Object position labeling items:
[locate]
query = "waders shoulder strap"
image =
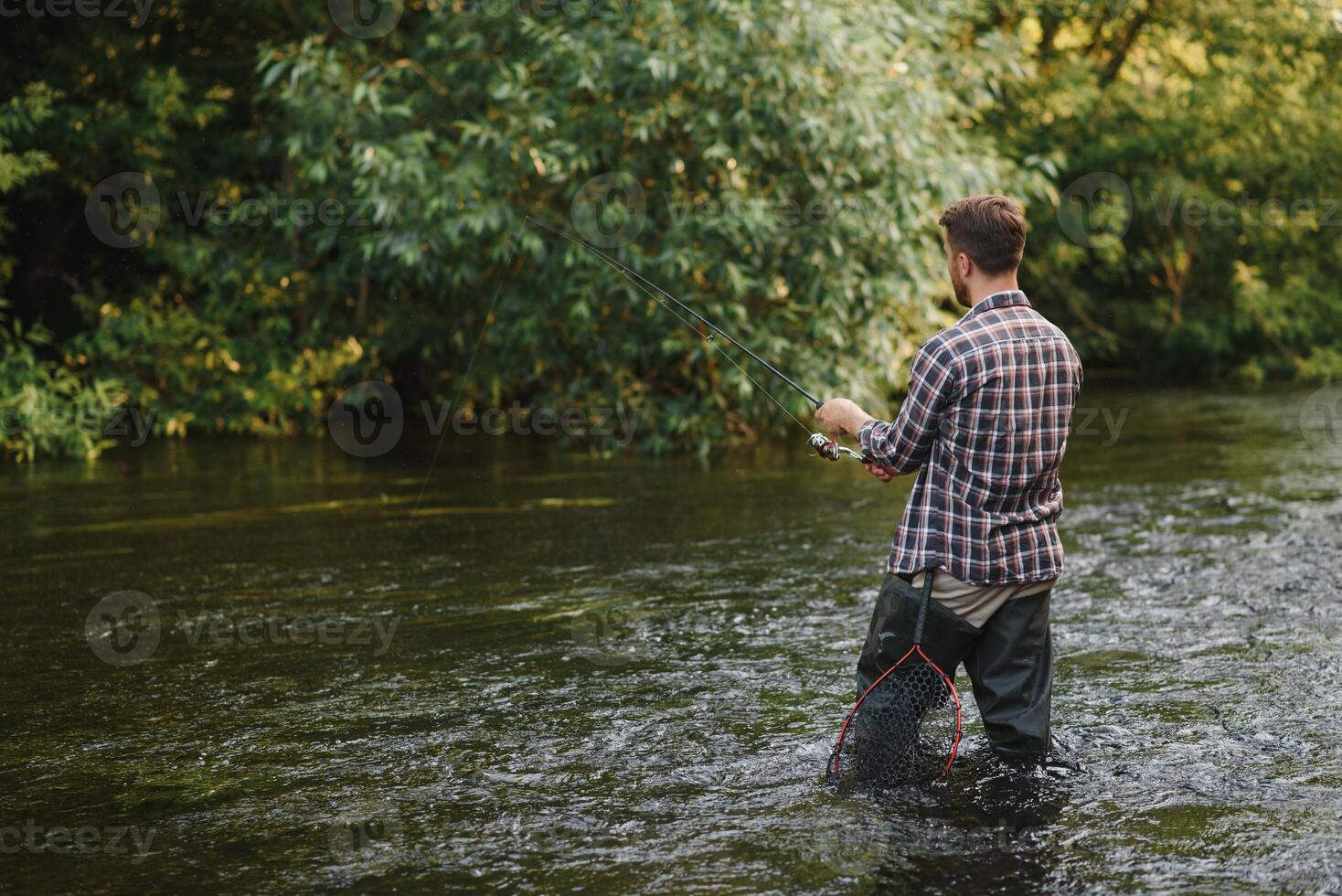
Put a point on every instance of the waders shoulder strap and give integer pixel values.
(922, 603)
--
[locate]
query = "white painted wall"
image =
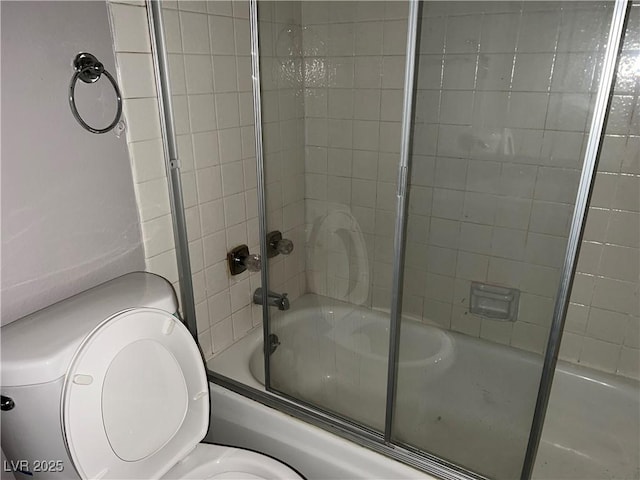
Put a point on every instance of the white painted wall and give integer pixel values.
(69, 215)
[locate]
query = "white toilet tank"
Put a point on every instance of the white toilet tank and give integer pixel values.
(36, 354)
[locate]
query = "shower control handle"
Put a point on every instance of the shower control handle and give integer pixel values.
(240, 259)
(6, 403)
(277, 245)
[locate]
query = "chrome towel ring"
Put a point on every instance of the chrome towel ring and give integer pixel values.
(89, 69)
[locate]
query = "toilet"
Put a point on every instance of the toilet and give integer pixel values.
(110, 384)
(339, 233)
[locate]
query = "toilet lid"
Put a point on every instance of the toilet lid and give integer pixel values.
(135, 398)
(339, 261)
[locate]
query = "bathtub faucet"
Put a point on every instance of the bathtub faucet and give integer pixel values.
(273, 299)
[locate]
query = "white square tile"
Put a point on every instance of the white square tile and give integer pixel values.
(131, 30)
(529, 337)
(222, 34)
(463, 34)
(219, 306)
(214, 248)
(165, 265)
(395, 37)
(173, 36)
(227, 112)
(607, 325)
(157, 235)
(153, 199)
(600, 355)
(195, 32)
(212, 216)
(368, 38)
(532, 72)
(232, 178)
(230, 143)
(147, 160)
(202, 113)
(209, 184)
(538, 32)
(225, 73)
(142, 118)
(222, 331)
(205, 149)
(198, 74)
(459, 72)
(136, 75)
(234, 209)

* _Directions for this task_
Count the lines in the items above that contain the string "tile". Reply with the number alone.

* _Problem solution_
2